EXERCISE OBJECTIVE:
Put all of the records below into a numbered list, one line per item, leaving out blank lines and leaving out the pictures.

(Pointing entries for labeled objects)
[start]

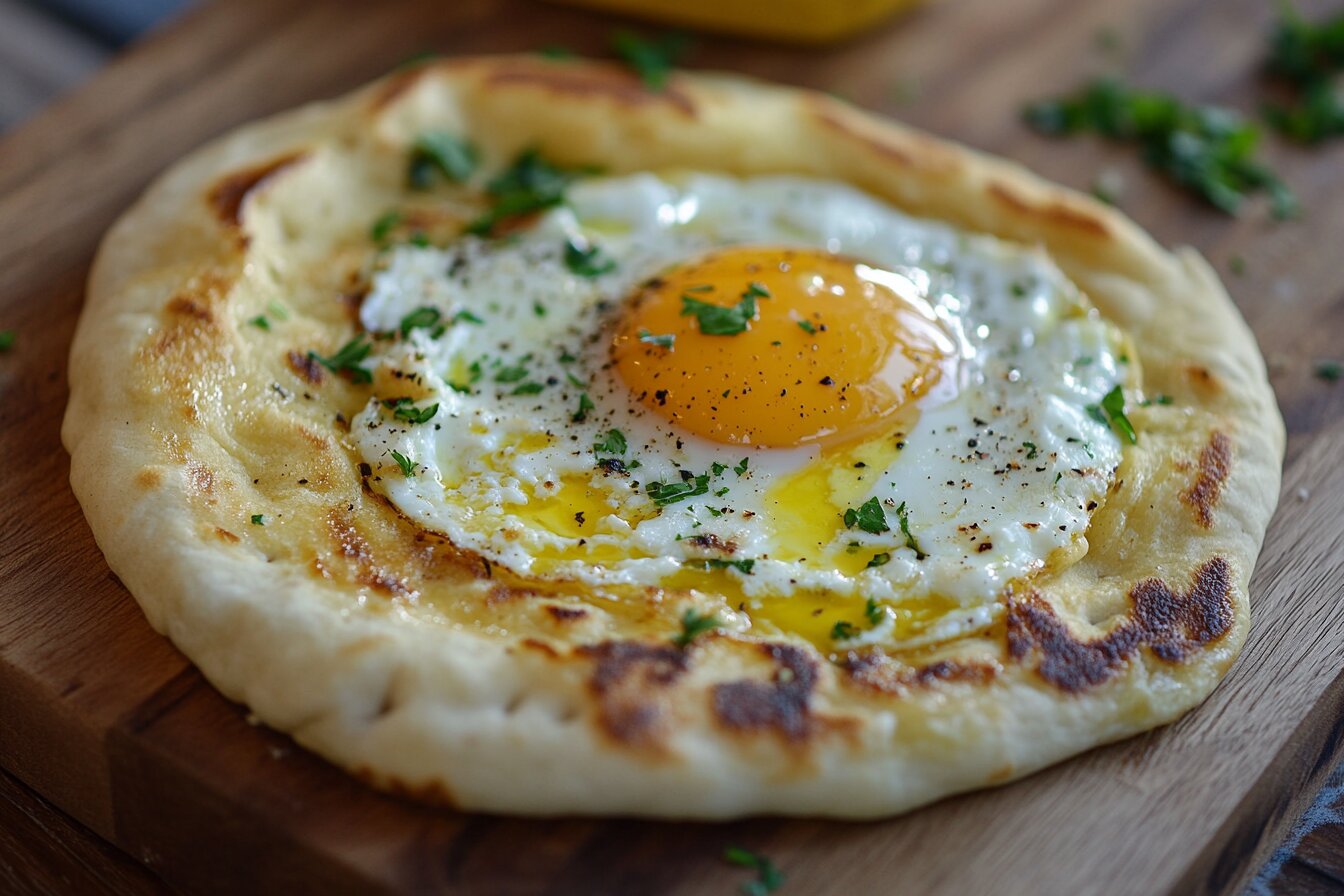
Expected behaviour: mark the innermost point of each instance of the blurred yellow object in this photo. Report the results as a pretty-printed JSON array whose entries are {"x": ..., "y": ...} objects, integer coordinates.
[{"x": 794, "y": 20}]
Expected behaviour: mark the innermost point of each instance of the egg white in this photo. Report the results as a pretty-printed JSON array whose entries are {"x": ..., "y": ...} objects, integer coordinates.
[{"x": 1011, "y": 456}]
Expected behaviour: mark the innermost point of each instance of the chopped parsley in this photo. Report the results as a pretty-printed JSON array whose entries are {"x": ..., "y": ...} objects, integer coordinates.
[
  {"x": 717, "y": 320},
  {"x": 664, "y": 340},
  {"x": 586, "y": 261},
  {"x": 347, "y": 357},
  {"x": 403, "y": 409},
  {"x": 585, "y": 406},
  {"x": 905, "y": 529},
  {"x": 422, "y": 317},
  {"x": 386, "y": 223},
  {"x": 664, "y": 493},
  {"x": 870, "y": 517},
  {"x": 440, "y": 152},
  {"x": 405, "y": 462},
  {"x": 1114, "y": 407},
  {"x": 1206, "y": 149},
  {"x": 694, "y": 625},
  {"x": 712, "y": 563},
  {"x": 613, "y": 442},
  {"x": 527, "y": 186},
  {"x": 1307, "y": 57},
  {"x": 769, "y": 877},
  {"x": 874, "y": 610},
  {"x": 651, "y": 58}
]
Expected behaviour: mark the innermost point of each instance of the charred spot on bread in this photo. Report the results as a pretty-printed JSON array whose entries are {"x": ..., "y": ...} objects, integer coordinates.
[
  {"x": 1172, "y": 625},
  {"x": 1212, "y": 469}
]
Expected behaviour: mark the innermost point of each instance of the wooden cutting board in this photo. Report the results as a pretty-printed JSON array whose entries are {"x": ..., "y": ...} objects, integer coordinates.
[{"x": 108, "y": 722}]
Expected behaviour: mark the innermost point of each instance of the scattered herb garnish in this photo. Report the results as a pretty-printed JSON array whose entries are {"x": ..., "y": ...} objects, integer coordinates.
[
  {"x": 347, "y": 357},
  {"x": 905, "y": 529},
  {"x": 717, "y": 320},
  {"x": 438, "y": 151},
  {"x": 613, "y": 442},
  {"x": 769, "y": 877},
  {"x": 874, "y": 610},
  {"x": 694, "y": 625},
  {"x": 405, "y": 462},
  {"x": 870, "y": 517},
  {"x": 403, "y": 409},
  {"x": 1207, "y": 149},
  {"x": 422, "y": 317},
  {"x": 1307, "y": 57},
  {"x": 714, "y": 563},
  {"x": 586, "y": 261},
  {"x": 652, "y": 58},
  {"x": 1114, "y": 407},
  {"x": 585, "y": 406},
  {"x": 530, "y": 184},
  {"x": 664, "y": 493},
  {"x": 386, "y": 223},
  {"x": 664, "y": 340}
]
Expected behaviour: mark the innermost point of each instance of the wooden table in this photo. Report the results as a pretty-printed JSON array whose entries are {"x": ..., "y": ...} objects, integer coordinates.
[{"x": 106, "y": 731}]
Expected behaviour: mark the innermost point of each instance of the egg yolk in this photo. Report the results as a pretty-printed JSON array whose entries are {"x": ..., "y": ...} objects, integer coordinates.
[{"x": 778, "y": 347}]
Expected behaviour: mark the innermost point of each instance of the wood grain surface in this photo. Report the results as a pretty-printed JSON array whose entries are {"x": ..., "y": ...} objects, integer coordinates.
[{"x": 106, "y": 722}]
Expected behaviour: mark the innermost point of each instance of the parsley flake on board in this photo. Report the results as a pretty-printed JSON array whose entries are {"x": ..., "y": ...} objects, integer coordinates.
[
  {"x": 905, "y": 529},
  {"x": 586, "y": 261},
  {"x": 769, "y": 877},
  {"x": 664, "y": 493},
  {"x": 664, "y": 340},
  {"x": 613, "y": 442},
  {"x": 405, "y": 462},
  {"x": 717, "y": 320},
  {"x": 347, "y": 357},
  {"x": 870, "y": 517},
  {"x": 651, "y": 58},
  {"x": 530, "y": 184},
  {"x": 1114, "y": 407},
  {"x": 1206, "y": 149},
  {"x": 1329, "y": 371},
  {"x": 1307, "y": 57},
  {"x": 441, "y": 152},
  {"x": 694, "y": 625}
]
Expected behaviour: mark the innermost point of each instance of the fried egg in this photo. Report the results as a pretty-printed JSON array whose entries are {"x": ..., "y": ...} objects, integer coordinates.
[{"x": 777, "y": 390}]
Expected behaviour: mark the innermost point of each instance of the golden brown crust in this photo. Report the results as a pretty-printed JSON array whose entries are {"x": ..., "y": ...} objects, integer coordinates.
[{"x": 430, "y": 670}]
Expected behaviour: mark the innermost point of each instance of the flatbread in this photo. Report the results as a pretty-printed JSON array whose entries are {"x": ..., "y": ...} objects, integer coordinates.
[{"x": 422, "y": 669}]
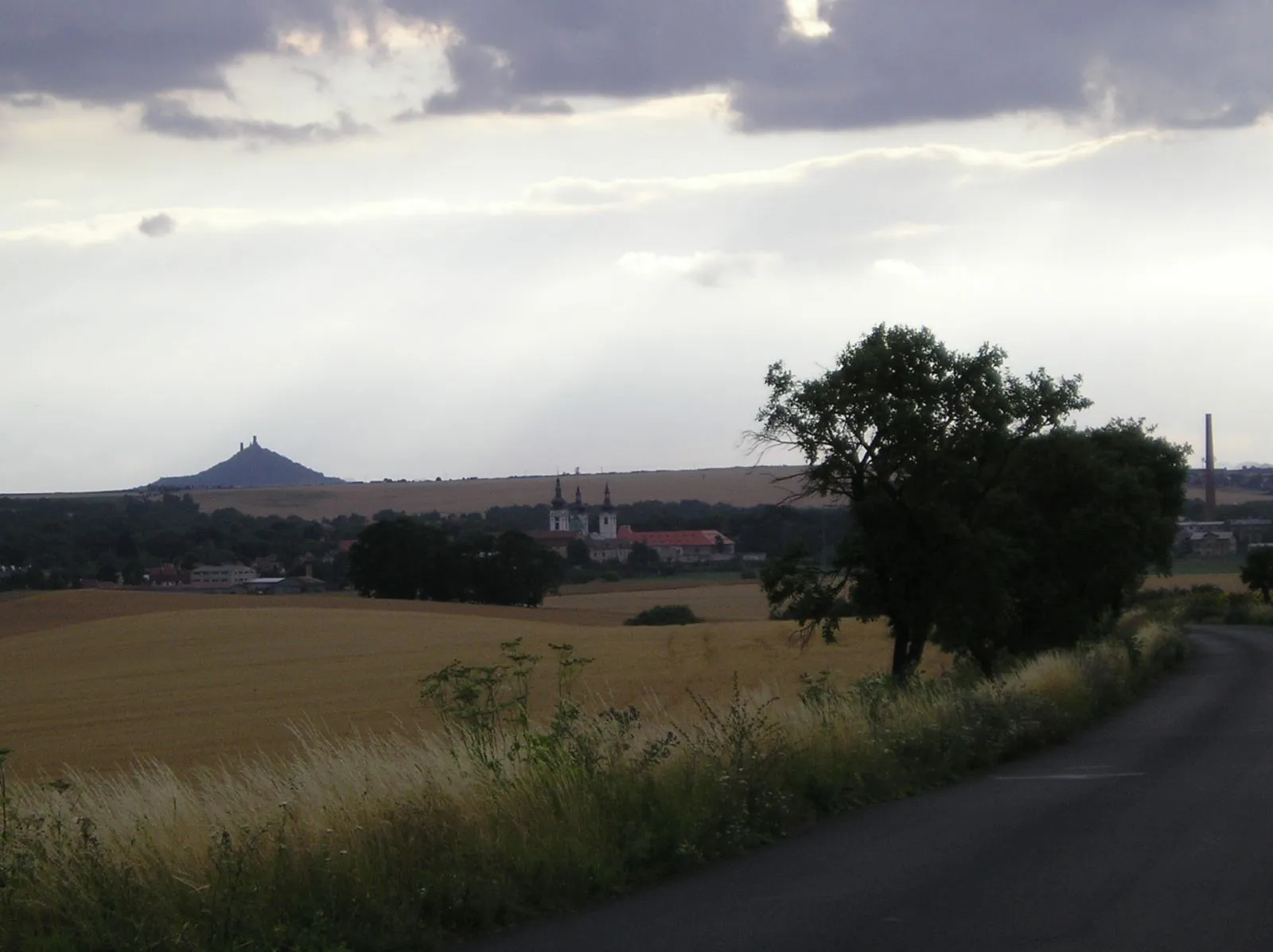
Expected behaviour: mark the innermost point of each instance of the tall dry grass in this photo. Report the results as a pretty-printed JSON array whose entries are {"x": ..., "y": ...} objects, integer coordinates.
[{"x": 409, "y": 841}]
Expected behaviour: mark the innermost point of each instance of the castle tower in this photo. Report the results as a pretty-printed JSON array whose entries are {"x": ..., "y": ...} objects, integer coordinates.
[
  {"x": 578, "y": 513},
  {"x": 559, "y": 517},
  {"x": 609, "y": 527}
]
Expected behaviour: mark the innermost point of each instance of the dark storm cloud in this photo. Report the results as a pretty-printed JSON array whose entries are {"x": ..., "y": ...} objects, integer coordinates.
[
  {"x": 157, "y": 226},
  {"x": 1174, "y": 63},
  {"x": 127, "y": 50},
  {"x": 1171, "y": 63},
  {"x": 176, "y": 119}
]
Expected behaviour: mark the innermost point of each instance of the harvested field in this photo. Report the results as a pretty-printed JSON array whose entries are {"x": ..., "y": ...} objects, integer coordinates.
[
  {"x": 1230, "y": 496},
  {"x": 742, "y": 487},
  {"x": 190, "y": 680}
]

[end]

RESULT FOR THIS EXERCISE:
1. Expected behaviour: mark the innermost point of each instance of the blurred yellow object in this photo. Report the results as a pretty-printed JSON array whose entries are {"x": ..., "y": ...} objects, integer coordinates.
2. [{"x": 794, "y": 20}]
3. Expected behaviour: mark the innermost point of each instance of the egg white in this photo. Report the results as a pretty-printed JSON array whose entries are {"x": ..., "y": ...} objects, integer coordinates.
4. [{"x": 1011, "y": 456}]
5. Expected behaviour: mark the innermost point of each instance of the chopped parsley in this photo. Report the results as a pretty-printed JSON array whose entries are {"x": ..., "y": ...} objects, integer coordinates.
6. [
7.   {"x": 717, "y": 320},
8.   {"x": 664, "y": 340},
9.   {"x": 586, "y": 261},
10.   {"x": 347, "y": 357},
11.   {"x": 403, "y": 409},
12.   {"x": 585, "y": 406},
13.   {"x": 905, "y": 529},
14.   {"x": 422, "y": 317},
15.   {"x": 386, "y": 223},
16.   {"x": 664, "y": 493},
17.   {"x": 870, "y": 517},
18.   {"x": 440, "y": 152},
19.   {"x": 405, "y": 462},
20.   {"x": 1114, "y": 407},
21.   {"x": 1206, "y": 149},
22.   {"x": 694, "y": 625},
23.   {"x": 712, "y": 563},
24.   {"x": 613, "y": 442},
25.   {"x": 527, "y": 186},
26.   {"x": 1307, "y": 57},
27.   {"x": 769, "y": 877},
28.   {"x": 874, "y": 610},
29.   {"x": 651, "y": 58}
30. ]
31. Expected behaviour: mark the innermost point of each instance of the charred spot on bread in this photo. Report the results as a pretty-printed JSON array whose entries are {"x": ..., "y": ...} objects, integer coordinates.
32. [
33.   {"x": 1172, "y": 625},
34.   {"x": 1212, "y": 469}
35. ]
36. Expected behaviour: mark the innermost point of each instance of the wooden cutting board in this photo. Report the results as a pretty-printed JSON array whose entries are {"x": ..., "y": ...} objects, integer coordinates.
37. [{"x": 108, "y": 722}]
38. Expected behaviour: mark the innermost point of each instance of the scattered herb garnish in this photo. Report the results as a pretty-printed JSON array whose entries are {"x": ..., "y": ...} objects, integer coordinates.
39. [
40.   {"x": 347, "y": 357},
41.   {"x": 905, "y": 529},
42.   {"x": 717, "y": 320},
43.   {"x": 438, "y": 151},
44.   {"x": 613, "y": 442},
45.   {"x": 769, "y": 877},
46.   {"x": 874, "y": 610},
47.   {"x": 694, "y": 625},
48.   {"x": 405, "y": 462},
49.   {"x": 870, "y": 517},
50.   {"x": 403, "y": 409},
51.   {"x": 1207, "y": 149},
52.   {"x": 422, "y": 317},
53.   {"x": 1307, "y": 57},
54.   {"x": 714, "y": 563},
55.   {"x": 586, "y": 261},
56.   {"x": 652, "y": 58},
57.   {"x": 1114, "y": 407},
58.   {"x": 585, "y": 406},
59.   {"x": 530, "y": 184},
60.   {"x": 664, "y": 493},
61.   {"x": 386, "y": 223},
62.   {"x": 664, "y": 340}
63. ]
64. Expected behaviour: mark the innermost point of each instance of the wooden table in this photo. Report the results as a pretty-printed JSON array whose entries are {"x": ..., "y": ...} objects, integer coordinates.
65. [{"x": 106, "y": 731}]
66. Expected behaviour: mark the innermost point of each instance of the egg yolk in this photo. Report the results as a pretty-printed JSON array whose entries are {"x": ..., "y": ...} objects, integer coordinates.
67. [{"x": 778, "y": 347}]
68. Expected behaviour: mark the innermost point of each instance of the wood grain surface in this photo. Report the results as a pretty-printed JSON array whose entries are {"x": ..., "y": ...} objects, integer coordinates.
69. [{"x": 106, "y": 722}]
70. Expected behaviour: mark the innermost point of each instance of the parsley flake on board in this photo. Report the results as a pretty-printed JSON array whose entries are {"x": ..., "y": ...} objects, integer coordinates.
71. [
72.   {"x": 905, "y": 529},
73.   {"x": 586, "y": 261},
74.   {"x": 769, "y": 877},
75.   {"x": 664, "y": 493},
76.   {"x": 664, "y": 340},
77.   {"x": 613, "y": 442},
78.   {"x": 405, "y": 462},
79.   {"x": 717, "y": 320},
80.   {"x": 347, "y": 357},
81.   {"x": 870, "y": 517},
82.   {"x": 651, "y": 58},
83.   {"x": 530, "y": 184},
84.   {"x": 1114, "y": 407},
85.   {"x": 1206, "y": 149},
86.   {"x": 1329, "y": 371},
87.   {"x": 1307, "y": 57},
88.   {"x": 441, "y": 152},
89.   {"x": 694, "y": 625}
90. ]
91. Expected behaviour: mark the innermost point of each instance of the fried egg in this photo. Report the results as a pretty-printed JSON array whose entries are {"x": ..., "y": ...} objects, integer coordinates.
92. [{"x": 777, "y": 390}]
93. Expected behaviour: mark the innermost point of each instance of the golden brown crust in this photo. Report the results as a pretty-printed JSON array whose entries are {"x": ..., "y": ...} objects, integer coordinates.
94. [{"x": 430, "y": 670}]
95. Expected behaviour: mark the innermost point of each instance of the flatbread in this photo. Report the results as a pretty-printed JSON array whose entries are {"x": ..., "y": ...} objects, integer coordinates.
96. [{"x": 422, "y": 669}]
97. Expected behaviour: mark the innermost point of each instance of the tall dry grass in this photo. Report the results as a pretty-printed JSON array whose entries are {"x": ..., "y": ...} objects, integer coordinates.
98. [{"x": 409, "y": 841}]
99. Expected behaviour: mark the innermost point of each instance of the castle tower in this photo. Report the results as a pretty-printed JSON array whose entries are {"x": ..., "y": ...} objects, integer coordinates.
100. [
101.   {"x": 578, "y": 513},
102.   {"x": 559, "y": 517},
103.   {"x": 609, "y": 527}
104. ]
105. Expected behaviour: mark the innermost point of each instance of the dark storm cloud in this photo. Report the results as a pretty-printed JSON array whose entries are {"x": ..., "y": ...} objects, integer coordinates.
106. [
107.   {"x": 157, "y": 226},
108.   {"x": 1174, "y": 63},
109.   {"x": 127, "y": 50},
110.   {"x": 1171, "y": 63},
111.   {"x": 176, "y": 119}
112. ]
113. Expected behaviour: mark the innermost point of each instance of the harvested field in this photo. Report the results as a pretty-printed JSON array whose entries are {"x": ..., "y": ...} objects, integer coordinates.
114. [
115.   {"x": 1230, "y": 496},
116.   {"x": 742, "y": 487},
117.   {"x": 190, "y": 680}
118. ]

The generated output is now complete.